# Start of PROVIDED TEXT
Data Lakes vs Data Warehouses

Data Lakes versus Data Warehouses

What is a data lake?
A data lake is a central repository that allows you to collect and hold all of your unstructured and structure data at any scale. What that sentence means is that you do not have to transform your unstructured data to store and then run analytics on it. You can store all your data as-is.

Do I need a data lake?
Companies that have put data lakes in place outperformed like companies by 9% which was reported by an Aberdeen survey. What was found is that these companies were able to do new types of analytics (even create new products) from their sources of data like log files, social media, IOT, etc being stored inside of data lakes. Being able to parse and learn from this data enabled them to react faster to what their data was telling them. Looking at unstructured and structure data allowed these companies to attract and retain customers and make better informed decisions.

Data Lakes versus Data Warehouses
You have to approach this decision with facts and requirements. Depending on the needs to the business you might need a data warehouse, a data lake, or even both. Allow the needs of the business and what data the business collects drive the decision organically. Before we go any further lets define each of these.
# End of PROVIDED TEXT
STATED EXERCISE 1 - Reproduce the passage on data lakes word for word, beginning at the words "What is a data" and stopping after "need a data lake?".
The passage on data lakes and the entries that follow it are unrelated.
# Start of ITEMS
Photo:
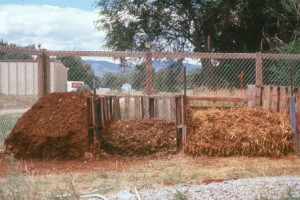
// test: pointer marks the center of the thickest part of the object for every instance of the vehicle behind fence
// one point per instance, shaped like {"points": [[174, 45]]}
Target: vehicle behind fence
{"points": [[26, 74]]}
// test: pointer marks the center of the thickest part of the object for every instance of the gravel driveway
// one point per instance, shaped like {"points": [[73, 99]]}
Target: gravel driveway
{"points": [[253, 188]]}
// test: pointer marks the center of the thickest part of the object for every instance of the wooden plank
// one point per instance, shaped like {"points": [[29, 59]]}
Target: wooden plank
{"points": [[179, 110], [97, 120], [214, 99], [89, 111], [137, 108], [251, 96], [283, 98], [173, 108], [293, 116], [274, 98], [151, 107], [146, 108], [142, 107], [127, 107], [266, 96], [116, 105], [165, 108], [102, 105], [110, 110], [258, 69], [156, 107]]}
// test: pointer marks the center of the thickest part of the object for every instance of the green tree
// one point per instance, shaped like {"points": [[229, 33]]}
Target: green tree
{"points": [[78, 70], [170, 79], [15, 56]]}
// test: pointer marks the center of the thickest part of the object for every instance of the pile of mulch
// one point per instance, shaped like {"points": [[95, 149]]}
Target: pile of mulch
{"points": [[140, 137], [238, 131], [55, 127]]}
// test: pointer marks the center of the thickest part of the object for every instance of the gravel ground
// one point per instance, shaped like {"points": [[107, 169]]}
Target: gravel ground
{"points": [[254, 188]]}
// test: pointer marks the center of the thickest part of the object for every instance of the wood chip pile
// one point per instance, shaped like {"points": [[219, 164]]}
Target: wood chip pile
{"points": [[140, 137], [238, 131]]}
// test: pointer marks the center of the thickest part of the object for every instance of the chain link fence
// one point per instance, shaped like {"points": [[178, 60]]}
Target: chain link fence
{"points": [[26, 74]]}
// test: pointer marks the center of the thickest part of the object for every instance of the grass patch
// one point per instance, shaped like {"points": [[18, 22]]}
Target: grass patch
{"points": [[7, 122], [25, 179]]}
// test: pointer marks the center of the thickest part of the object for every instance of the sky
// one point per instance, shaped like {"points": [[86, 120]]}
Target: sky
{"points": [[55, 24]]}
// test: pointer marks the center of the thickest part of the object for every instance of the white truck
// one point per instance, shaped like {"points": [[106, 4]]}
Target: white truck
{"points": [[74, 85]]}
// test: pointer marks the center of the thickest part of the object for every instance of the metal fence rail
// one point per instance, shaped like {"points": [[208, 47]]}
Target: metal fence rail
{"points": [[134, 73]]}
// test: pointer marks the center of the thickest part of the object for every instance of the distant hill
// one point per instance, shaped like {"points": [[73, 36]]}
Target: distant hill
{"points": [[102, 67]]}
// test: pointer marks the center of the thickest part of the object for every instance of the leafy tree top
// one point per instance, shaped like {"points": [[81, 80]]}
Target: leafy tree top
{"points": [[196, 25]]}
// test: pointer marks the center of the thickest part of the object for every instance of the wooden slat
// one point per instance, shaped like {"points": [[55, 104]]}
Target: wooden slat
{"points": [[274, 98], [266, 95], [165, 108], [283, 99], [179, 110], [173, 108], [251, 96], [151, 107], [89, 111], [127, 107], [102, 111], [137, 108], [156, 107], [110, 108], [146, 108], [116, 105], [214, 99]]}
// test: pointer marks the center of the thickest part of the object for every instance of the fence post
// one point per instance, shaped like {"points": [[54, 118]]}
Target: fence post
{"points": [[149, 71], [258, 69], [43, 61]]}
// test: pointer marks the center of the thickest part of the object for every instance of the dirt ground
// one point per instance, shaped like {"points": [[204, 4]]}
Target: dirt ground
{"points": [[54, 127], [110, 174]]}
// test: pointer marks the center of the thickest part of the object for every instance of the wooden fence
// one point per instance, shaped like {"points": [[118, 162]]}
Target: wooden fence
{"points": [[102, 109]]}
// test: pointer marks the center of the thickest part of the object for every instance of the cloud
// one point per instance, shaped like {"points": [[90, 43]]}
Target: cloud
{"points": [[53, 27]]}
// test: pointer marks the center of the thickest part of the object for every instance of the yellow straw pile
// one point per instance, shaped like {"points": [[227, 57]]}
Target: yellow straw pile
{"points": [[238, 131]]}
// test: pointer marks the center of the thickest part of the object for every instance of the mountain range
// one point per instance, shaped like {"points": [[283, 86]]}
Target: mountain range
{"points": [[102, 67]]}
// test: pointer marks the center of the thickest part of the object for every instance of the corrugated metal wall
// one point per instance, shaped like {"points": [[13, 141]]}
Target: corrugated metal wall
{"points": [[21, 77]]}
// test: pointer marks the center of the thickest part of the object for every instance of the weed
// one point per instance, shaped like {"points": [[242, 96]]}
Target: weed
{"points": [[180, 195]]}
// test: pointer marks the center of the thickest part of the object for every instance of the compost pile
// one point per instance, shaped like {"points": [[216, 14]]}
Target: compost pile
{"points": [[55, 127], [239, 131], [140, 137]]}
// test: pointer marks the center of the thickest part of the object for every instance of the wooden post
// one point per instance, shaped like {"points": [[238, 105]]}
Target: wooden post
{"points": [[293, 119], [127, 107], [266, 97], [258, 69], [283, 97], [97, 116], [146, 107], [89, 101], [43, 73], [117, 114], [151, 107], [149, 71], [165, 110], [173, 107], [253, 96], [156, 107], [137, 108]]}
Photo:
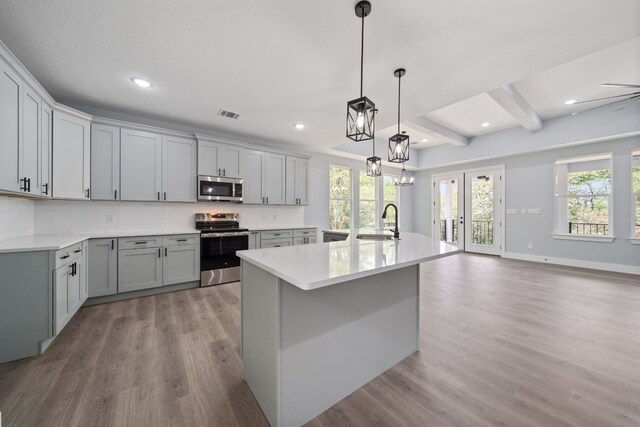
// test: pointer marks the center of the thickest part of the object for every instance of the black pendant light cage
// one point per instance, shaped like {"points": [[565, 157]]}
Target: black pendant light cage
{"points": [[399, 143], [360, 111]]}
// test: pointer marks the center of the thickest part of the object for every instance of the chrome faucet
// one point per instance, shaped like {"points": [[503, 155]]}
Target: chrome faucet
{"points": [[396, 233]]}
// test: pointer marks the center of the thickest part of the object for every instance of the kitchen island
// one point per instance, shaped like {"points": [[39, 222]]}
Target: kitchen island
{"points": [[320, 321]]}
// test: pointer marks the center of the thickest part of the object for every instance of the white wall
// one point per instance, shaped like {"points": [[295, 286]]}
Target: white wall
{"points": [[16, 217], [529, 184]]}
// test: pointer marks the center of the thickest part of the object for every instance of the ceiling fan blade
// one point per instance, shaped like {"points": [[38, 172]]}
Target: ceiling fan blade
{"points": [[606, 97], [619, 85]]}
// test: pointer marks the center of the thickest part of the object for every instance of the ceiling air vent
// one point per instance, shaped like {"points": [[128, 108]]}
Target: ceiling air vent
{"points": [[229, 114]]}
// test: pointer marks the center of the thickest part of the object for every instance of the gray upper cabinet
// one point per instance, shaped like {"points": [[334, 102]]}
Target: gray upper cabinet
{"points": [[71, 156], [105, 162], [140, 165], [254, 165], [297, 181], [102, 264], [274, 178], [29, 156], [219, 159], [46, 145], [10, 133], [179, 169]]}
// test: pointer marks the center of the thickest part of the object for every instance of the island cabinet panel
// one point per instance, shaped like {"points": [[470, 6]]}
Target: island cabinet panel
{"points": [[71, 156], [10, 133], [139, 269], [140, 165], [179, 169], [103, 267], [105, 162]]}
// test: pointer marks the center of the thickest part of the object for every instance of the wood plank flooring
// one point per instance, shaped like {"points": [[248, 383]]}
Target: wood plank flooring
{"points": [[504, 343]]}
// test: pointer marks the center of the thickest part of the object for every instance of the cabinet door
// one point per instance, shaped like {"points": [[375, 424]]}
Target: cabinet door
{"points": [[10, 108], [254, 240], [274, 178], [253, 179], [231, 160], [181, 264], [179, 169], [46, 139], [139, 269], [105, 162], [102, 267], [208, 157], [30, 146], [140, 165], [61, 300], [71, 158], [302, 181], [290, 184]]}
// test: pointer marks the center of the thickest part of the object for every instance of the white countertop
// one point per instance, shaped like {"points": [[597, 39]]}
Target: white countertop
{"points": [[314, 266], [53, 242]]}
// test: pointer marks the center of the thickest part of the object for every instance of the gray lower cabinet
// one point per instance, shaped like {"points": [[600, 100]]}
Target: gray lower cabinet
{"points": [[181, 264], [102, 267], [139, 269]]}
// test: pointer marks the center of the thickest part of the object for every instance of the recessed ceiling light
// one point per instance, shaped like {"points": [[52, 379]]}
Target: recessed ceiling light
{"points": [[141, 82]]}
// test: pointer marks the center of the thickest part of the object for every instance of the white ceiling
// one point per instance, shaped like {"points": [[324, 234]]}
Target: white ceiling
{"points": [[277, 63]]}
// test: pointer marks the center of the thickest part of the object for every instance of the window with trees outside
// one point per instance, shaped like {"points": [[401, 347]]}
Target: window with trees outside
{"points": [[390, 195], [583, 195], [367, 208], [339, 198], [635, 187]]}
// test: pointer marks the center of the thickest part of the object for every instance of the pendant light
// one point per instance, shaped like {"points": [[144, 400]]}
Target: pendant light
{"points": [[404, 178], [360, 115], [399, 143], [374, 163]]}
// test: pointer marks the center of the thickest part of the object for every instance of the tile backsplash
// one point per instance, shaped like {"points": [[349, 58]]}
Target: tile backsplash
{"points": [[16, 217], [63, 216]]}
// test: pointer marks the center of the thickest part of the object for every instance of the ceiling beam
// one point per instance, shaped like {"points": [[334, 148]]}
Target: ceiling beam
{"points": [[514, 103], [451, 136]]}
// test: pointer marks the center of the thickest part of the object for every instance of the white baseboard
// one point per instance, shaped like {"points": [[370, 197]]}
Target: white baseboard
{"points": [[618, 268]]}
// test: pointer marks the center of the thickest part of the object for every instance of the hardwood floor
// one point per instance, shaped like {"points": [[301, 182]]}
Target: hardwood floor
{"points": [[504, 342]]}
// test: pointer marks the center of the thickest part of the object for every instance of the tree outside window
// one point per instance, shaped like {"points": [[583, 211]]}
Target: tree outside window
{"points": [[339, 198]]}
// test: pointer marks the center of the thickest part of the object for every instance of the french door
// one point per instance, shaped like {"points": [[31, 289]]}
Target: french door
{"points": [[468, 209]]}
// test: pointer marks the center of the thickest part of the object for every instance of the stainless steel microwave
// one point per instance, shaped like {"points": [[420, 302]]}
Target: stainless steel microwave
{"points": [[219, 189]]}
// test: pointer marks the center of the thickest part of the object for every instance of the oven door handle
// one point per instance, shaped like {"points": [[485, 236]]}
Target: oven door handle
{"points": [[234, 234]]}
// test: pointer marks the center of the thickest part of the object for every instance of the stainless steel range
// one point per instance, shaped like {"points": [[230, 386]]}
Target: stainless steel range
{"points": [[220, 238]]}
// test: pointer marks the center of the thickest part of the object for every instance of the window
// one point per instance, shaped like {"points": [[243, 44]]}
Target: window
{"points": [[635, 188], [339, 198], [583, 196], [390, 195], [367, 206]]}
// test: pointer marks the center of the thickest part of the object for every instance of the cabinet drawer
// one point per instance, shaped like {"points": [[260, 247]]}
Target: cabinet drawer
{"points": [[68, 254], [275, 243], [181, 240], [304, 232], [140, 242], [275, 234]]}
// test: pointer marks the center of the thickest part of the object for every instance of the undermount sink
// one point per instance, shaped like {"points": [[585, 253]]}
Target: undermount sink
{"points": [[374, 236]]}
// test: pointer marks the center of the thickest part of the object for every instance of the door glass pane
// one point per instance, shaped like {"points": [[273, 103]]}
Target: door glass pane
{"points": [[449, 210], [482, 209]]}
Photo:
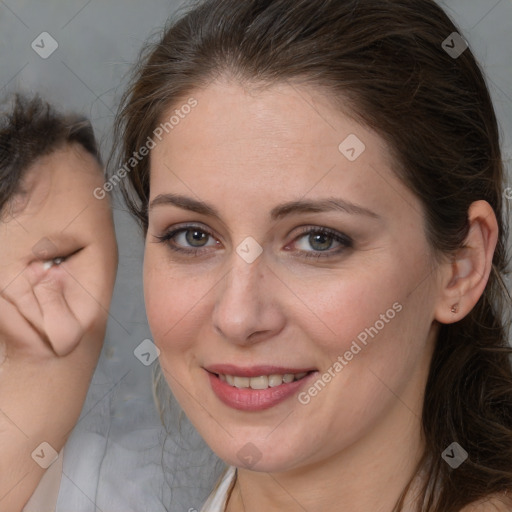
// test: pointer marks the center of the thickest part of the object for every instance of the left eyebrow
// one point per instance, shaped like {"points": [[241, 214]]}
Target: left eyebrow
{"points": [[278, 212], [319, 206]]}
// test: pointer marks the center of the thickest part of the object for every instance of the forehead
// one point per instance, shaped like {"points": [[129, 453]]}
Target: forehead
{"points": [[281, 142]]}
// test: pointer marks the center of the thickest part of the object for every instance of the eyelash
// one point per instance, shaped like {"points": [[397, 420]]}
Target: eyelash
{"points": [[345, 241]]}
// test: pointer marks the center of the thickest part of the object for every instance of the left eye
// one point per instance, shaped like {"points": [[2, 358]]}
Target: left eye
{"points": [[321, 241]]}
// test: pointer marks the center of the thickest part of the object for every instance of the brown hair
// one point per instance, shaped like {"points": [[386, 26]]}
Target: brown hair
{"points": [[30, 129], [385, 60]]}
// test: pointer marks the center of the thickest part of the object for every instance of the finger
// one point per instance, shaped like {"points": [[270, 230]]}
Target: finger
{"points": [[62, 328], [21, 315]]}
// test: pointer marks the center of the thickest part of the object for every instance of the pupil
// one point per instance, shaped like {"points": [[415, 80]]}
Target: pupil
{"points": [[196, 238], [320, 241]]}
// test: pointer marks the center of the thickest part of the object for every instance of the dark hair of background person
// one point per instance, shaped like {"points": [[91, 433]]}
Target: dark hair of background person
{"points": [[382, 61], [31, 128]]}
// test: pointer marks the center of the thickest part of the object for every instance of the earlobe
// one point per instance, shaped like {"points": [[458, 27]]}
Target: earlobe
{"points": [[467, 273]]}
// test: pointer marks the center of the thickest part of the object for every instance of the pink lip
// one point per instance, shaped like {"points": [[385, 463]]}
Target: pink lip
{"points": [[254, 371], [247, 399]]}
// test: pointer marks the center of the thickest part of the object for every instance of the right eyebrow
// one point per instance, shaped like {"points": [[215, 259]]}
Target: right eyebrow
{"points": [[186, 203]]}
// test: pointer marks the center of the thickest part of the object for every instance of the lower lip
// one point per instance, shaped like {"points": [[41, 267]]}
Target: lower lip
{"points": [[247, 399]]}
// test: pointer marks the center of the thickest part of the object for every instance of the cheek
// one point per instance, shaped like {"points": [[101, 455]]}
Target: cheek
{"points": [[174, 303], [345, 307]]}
# End of ITEMS
STATED EXERCISE 2 - How many lines of the entries contain the string "gray"? Case counts, and the reply should be the number alone.

EXPECTED OUTPUT 1 -
What is a data lake?
A data lake is a central repository that allows you to collect and hold all of your unstructured and structure data at any scale. What that sentence means is that you do not have to transform your unstructured data to store and then run analytics on it. You can store all your data as-is.

Do I need a data lake?

EXPECTED OUTPUT 2 - 4